▸ SELECTION
Given these behavior functions, you could invoke them directly, but FeatureSpec offers a DSL for the purpose, which looks like this:

 scenariosFor(nonEmptyStack(stackWithOneItem, lastValuePushed))
 scenariosFor(nonFullStack(stackWithOneItem))
 

If you prefer to use an imperative style to change fixtures, for example by mixing in BeforeAndAfterEach and reassigning a stack var in beforeEach, you could write your behavior functions in the context of that var, which means you wouldn't need to pass in the stack fixture because it would be in scope already inside the behavior function. In that case, your code would look like this:

 scenariosFor(nonEmptyStack) // assuming lastValuePushed is also in scope inside nonEmptyStack
 scenariosFor(nonFullStack)
 

The recommended style, however, is the functional, pass-all-the-needed-values-in style. Here's an example:

 import org.scalatest.FeatureSpec
 import org.scalatest.GivenWhenThen
 import org.scalatestexamples.helpers.Stack
 
 class StackFeatureSpec extends FeatureSpec with GivenWhenThen with FeatureSpecStackBehaviors {
 
   // Stack fixture creation methods
   def emptyStack = new Stack[Int]
  
   def fullStack = {
     val stack = new Stack[Int]
     for (i <- 0 until stack.MAX)
       stack.push(i)
     stack
   }
  
   def stackWithOneItem = {
     val stack = new Stack[Int]
     stack.push(9)
     stack
   }
  
   def stackWithOneItemLessThanCapacity = {
     val stack = new Stack[Int]
     for (i <- 1 to 9)
       stack.push(i)
     stack
   }
  
   val lastValuePushed = 9
  
   feature("A Stack is pushed and popped") {
  
     scenario("empty is invoked on an empty stack") {
 
       given("an empty stack")
       val stack = emptyStack
 
       when("empty is invoked on the stack")
       then("empty returns true")
       assert(stack.empty)
     }
  
     scenario("peek is invoked on an empty stack") {
 
       given("an empty stack")
       val stack = emptyStack
 
       when("peek is invoked on the stack")
       then("peek throws IllegalStateException")
       intercept[IllegalStateException] {
         stack.peek
       }
     }
  
     scenario("pop is invoked on an empty stack") {
 
       given("an empty stack")
       val stack = emptyStack
 
       when("pop is invoked on the stack")
       then("pop throws IllegalStateException")
       intercept[IllegalStateException] {
         emptyStack.pop
       }
     }
  
     scenariosFor(nonEmptyStack(stackWithOneItem, lastValuePushed))
     scenariosFor(nonFullStack(stackWithOneItem))
  
     scenariosFor(nonEmptyStack(stackWithOneItemLessThanCapacity, lastValuePushed))
     scenariosFor(nonFullStack(stackWithOneItemLessThanCapacity))
  
     scenario("full is invoked on a full stack") {
 
       given("an full stack")
       val stack = fullStack
 
       when("full is invoked on the stack")

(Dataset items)
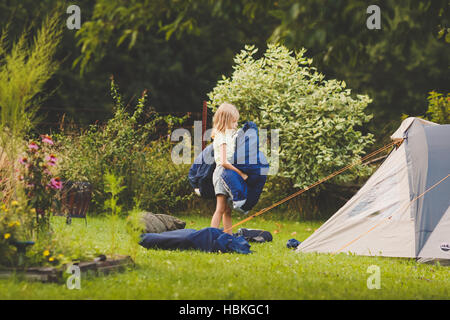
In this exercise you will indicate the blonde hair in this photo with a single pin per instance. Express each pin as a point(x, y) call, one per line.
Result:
point(224, 117)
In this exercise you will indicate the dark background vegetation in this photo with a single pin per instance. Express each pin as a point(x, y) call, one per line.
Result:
point(179, 49)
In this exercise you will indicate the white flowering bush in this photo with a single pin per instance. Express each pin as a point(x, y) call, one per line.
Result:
point(318, 119)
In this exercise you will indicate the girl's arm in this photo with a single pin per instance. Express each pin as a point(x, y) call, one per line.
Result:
point(226, 165)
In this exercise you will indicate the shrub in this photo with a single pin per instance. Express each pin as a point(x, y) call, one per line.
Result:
point(318, 119)
point(439, 107)
point(128, 146)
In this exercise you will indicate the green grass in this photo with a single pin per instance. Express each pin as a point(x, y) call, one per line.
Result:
point(271, 272)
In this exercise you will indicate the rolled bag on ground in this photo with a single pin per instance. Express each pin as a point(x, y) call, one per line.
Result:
point(247, 158)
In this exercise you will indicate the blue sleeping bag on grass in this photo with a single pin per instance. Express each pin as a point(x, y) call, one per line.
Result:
point(247, 158)
point(206, 239)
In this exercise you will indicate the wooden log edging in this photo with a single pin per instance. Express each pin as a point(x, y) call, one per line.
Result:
point(99, 266)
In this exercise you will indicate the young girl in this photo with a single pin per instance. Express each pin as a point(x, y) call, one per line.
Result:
point(224, 134)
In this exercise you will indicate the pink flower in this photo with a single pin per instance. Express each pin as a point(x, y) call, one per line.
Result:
point(47, 139)
point(55, 183)
point(33, 146)
point(51, 160)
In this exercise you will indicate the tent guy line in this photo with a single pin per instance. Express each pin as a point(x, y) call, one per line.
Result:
point(397, 143)
point(389, 218)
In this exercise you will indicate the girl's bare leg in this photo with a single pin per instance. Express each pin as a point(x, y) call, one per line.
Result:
point(220, 209)
point(227, 220)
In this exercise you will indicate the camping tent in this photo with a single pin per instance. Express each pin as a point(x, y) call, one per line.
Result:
point(403, 210)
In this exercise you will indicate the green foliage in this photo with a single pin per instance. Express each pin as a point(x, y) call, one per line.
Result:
point(396, 66)
point(24, 71)
point(186, 275)
point(318, 119)
point(439, 107)
point(130, 146)
point(113, 185)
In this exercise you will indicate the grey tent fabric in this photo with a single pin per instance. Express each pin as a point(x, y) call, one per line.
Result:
point(390, 215)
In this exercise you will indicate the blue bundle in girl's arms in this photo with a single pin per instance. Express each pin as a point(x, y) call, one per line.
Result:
point(247, 158)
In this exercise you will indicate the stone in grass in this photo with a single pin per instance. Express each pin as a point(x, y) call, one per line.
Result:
point(157, 223)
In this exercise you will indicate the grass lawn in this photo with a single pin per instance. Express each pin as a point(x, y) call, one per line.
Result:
point(271, 272)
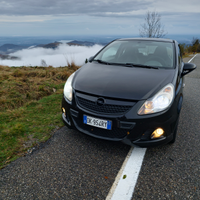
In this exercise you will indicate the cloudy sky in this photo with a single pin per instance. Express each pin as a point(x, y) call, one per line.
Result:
point(94, 17)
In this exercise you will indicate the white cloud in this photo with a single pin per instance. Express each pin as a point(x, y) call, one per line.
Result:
point(55, 58)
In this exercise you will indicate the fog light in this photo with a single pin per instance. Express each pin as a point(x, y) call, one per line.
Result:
point(157, 133)
point(64, 111)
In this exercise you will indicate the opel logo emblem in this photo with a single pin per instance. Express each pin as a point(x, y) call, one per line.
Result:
point(100, 101)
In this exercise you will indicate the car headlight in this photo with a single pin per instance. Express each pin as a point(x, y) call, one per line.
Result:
point(68, 87)
point(158, 102)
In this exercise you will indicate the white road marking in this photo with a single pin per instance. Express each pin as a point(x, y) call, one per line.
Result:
point(125, 182)
point(126, 179)
point(192, 58)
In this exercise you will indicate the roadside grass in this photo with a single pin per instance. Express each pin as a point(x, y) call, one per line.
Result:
point(30, 107)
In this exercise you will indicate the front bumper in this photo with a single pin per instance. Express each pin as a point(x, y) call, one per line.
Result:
point(128, 128)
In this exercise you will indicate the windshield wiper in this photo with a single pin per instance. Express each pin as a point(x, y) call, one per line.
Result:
point(139, 65)
point(101, 61)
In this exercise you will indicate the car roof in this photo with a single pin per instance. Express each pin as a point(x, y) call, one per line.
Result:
point(147, 39)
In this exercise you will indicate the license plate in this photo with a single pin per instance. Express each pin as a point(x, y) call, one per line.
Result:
point(100, 123)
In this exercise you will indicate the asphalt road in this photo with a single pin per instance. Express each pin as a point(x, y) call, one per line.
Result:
point(72, 165)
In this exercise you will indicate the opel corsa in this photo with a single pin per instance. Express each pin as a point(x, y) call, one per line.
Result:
point(130, 91)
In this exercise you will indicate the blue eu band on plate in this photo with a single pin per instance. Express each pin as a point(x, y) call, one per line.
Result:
point(100, 123)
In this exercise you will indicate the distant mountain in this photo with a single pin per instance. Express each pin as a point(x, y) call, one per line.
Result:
point(80, 43)
point(53, 45)
point(10, 48)
point(8, 57)
point(84, 43)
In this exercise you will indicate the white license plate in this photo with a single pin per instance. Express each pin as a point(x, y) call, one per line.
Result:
point(100, 123)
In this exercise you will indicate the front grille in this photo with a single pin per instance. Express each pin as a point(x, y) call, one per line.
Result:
point(115, 133)
point(106, 108)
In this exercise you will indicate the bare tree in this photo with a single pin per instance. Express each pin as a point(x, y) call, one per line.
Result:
point(152, 26)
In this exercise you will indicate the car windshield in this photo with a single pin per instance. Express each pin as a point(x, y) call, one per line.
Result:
point(138, 53)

▸ TASKS TO PERFORM
a) Write out the part of the FeatureSpec excerpt starting with "Given these behavior" and going on through "scenariosFor(nonFullStack)".
b) Answer these questions from the FeatureSpec excerpt:
(i) Which style does it call the recommended one?
(ii) What value is assigned to lastValuePushed?
(iii) Which exception does the scenario "pop is invoked on an empty stack" expect to be thrown?

▸ EXPECTED RESPONSES
a)
Given these behavior functions, you could invoke them directly, but FeatureSpec offers a DSL for the purpose, which looks like this:

 scenariosFor(nonEmptyStack(stackWithOneItem, lastValuePushed))
 scenariosFor(nonFullStack(stackWithOneItem))
 

If you prefer to use an imperative style to change fixtures, for example by mixing in BeforeAndAfterEach and reassigning a stack var in beforeEach, you could write your behavior functions in the context of that var, which means you wouldn't need to pass in the stack fixture because it would be in scope already inside the behavior function. In that case, your code would look like this:

 scenariosFor(nonEmptyStack) // assuming lastValuePushed is also in scope inside nonEmptyStack
 scenariosFor(nonFullStack)

b)
(i) The functional, pass-all-the-needed-values-in style.
(ii) 9
(iii) IllegalStateException